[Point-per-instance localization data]

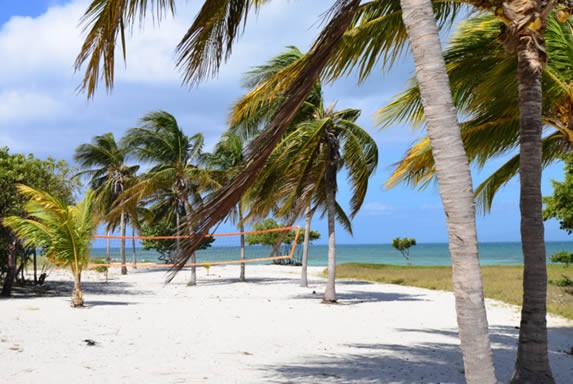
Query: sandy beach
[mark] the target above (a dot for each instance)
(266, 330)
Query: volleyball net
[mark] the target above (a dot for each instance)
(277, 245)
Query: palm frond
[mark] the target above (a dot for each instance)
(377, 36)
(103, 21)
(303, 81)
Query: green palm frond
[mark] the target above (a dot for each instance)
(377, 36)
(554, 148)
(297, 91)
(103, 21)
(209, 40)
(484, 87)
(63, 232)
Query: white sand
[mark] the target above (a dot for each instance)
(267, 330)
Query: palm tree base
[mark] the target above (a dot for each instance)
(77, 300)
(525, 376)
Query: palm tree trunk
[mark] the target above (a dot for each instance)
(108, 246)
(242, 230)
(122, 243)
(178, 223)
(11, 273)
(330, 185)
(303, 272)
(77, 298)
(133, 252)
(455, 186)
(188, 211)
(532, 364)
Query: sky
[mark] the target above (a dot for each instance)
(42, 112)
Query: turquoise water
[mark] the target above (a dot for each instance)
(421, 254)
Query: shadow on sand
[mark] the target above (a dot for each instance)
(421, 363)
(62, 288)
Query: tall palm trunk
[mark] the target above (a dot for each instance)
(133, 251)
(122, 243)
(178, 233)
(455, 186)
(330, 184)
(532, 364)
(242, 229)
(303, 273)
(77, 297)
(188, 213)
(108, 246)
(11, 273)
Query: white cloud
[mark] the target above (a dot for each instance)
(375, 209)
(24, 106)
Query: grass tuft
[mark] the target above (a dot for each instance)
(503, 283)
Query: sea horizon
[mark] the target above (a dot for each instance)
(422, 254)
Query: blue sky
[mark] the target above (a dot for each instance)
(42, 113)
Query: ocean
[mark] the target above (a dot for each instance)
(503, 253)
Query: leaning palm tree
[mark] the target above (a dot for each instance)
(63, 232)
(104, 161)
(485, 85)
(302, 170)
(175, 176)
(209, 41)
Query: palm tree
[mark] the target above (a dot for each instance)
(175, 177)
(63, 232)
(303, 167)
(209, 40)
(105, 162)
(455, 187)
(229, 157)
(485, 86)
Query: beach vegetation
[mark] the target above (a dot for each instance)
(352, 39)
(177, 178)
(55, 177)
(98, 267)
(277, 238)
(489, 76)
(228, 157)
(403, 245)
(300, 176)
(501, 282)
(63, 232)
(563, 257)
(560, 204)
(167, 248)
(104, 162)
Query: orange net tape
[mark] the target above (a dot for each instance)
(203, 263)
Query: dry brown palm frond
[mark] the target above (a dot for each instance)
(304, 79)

==

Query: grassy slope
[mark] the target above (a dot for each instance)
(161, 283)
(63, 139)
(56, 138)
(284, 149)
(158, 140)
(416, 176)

### EXERCISE INSTRUCTIONS
From the data above, output exactly the lines between the one containing "Query: sandy beach" and the one containing "Query: white cloud", counting both of them.

### FINAL ANSWER
Query: sandy beach
[mark] the target above (a dot for each instance)
(266, 330)
Query: volleyball net
[mark] the target above (a dot for each instance)
(277, 245)
Query: palm frond
[mark] the target above (a dot for each instance)
(377, 36)
(103, 21)
(303, 81)
Query: green palm frond
[mark] the target above (a dot for each instance)
(377, 36)
(554, 148)
(297, 91)
(103, 21)
(209, 40)
(484, 87)
(63, 232)
Query: white sand
[mark] the target above (a dot for each instance)
(267, 330)
Query: palm tree base
[mark] the target above (a dot for each instance)
(77, 300)
(525, 376)
Query: palm tree trunk
[mark] the target above (a dot for each instance)
(108, 246)
(242, 230)
(122, 243)
(178, 223)
(11, 273)
(330, 185)
(303, 272)
(77, 298)
(133, 252)
(455, 186)
(188, 211)
(532, 364)
Query: sky
[mark] the target above (a dot for each instance)
(42, 112)
Query: turquoise water
[mark] the target above (a dot for each instance)
(421, 254)
Query: shadow on sand
[mark] the target above (a dot for each instance)
(421, 363)
(62, 288)
Query: tall palm trunk
[mark] the target above (a dot for each instance)
(133, 251)
(122, 243)
(178, 233)
(455, 186)
(330, 184)
(532, 364)
(242, 229)
(303, 273)
(77, 297)
(188, 213)
(108, 246)
(11, 273)
Query: white cloud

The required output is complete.